*EXERCISE DESCRIPTION*. Each line below should be restated exactly, with nothing dropped.

*INFORMATION SUPPLIED*.
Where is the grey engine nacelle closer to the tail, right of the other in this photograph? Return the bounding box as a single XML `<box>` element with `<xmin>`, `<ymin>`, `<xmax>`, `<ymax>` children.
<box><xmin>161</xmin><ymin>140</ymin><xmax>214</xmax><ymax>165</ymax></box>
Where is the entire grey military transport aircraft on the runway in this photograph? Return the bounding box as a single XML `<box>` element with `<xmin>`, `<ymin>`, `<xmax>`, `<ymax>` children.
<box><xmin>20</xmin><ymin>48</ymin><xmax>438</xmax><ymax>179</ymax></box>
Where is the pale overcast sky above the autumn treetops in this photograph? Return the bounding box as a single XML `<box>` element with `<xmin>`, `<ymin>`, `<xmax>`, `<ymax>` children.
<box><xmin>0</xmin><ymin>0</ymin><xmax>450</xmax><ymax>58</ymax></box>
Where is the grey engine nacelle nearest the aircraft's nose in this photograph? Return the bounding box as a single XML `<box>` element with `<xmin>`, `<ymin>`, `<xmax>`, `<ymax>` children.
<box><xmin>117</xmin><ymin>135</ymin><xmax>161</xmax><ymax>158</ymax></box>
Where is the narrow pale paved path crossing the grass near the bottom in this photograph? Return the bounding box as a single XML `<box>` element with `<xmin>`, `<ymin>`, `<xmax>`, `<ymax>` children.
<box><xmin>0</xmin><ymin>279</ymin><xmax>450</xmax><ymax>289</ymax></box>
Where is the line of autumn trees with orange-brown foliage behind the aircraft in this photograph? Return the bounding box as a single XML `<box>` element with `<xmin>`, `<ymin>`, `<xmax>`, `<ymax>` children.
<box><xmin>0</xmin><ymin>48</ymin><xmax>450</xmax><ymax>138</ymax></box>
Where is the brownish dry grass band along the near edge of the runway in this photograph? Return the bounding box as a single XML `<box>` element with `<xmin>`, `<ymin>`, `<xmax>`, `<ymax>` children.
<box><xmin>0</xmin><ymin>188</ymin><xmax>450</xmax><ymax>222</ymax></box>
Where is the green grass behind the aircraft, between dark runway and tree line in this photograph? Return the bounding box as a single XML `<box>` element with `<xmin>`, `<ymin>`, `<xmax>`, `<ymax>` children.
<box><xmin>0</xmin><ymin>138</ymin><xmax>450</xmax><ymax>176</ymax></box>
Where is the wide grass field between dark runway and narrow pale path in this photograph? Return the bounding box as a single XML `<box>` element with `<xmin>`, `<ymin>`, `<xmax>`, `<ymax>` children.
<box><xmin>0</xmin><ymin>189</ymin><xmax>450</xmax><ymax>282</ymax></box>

*THE ANSWER*.
Where is the grey engine nacelle closer to the tail, right of the other in this photograph? Return the bounding box as a single XML `<box>` element with `<xmin>`, `<ymin>`, `<xmax>`, `<ymax>` children.
<box><xmin>161</xmin><ymin>140</ymin><xmax>214</xmax><ymax>165</ymax></box>
Where is the entire grey military transport aircraft on the runway in this photograph? Return the bounding box as a single XML `<box>` element with `<xmin>`, `<ymin>`, `<xmax>`, `<ymax>` children.
<box><xmin>20</xmin><ymin>48</ymin><xmax>438</xmax><ymax>179</ymax></box>
Where is the pale overcast sky above the autumn treetops in this photograph? Return the bounding box as a single XML `<box>` element with `<xmin>`, `<ymin>`, `<xmax>`, `<ymax>` children.
<box><xmin>0</xmin><ymin>0</ymin><xmax>450</xmax><ymax>58</ymax></box>
Where is the grey engine nacelle nearest the aircraft's nose in this photograph? Return the bounding box as a single XML `<box>` element with `<xmin>`, `<ymin>`, `<xmax>`, `<ymax>` children.
<box><xmin>117</xmin><ymin>135</ymin><xmax>161</xmax><ymax>158</ymax></box>
Where is the narrow pale paved path crossing the grass near the bottom in this photograph? Return the bounding box as a single XML `<box>` element with `<xmin>`, `<ymin>`, `<xmax>`, `<ymax>` children.
<box><xmin>0</xmin><ymin>279</ymin><xmax>450</xmax><ymax>289</ymax></box>
Where is the line of autumn trees with orange-brown foliage behind the aircraft in this photograph? Return the bounding box as a single XML `<box>` element with `<xmin>`, `<ymin>`, `<xmax>`, `<ymax>` children.
<box><xmin>0</xmin><ymin>48</ymin><xmax>450</xmax><ymax>138</ymax></box>
Where is the brownish dry grass band along the near edge of the runway in this photograph? Return the bounding box as a single XML `<box>` element with `<xmin>`, `<ymin>`, `<xmax>`, `<ymax>` children.
<box><xmin>0</xmin><ymin>188</ymin><xmax>450</xmax><ymax>222</ymax></box>
Where is the green grass behind the aircraft, between dark runway and tree line in this photograph? Return the bounding box as a single XML `<box>` element with `<xmin>`, `<ymin>`, `<xmax>`, `<ymax>` children.
<box><xmin>0</xmin><ymin>138</ymin><xmax>450</xmax><ymax>176</ymax></box>
Where is the wide grass field between dark runway and narrow pale path in this photograph? Return the bounding box as a single XML `<box>` element with `<xmin>`, `<ymin>`, `<xmax>`, `<ymax>` children.
<box><xmin>0</xmin><ymin>189</ymin><xmax>450</xmax><ymax>282</ymax></box>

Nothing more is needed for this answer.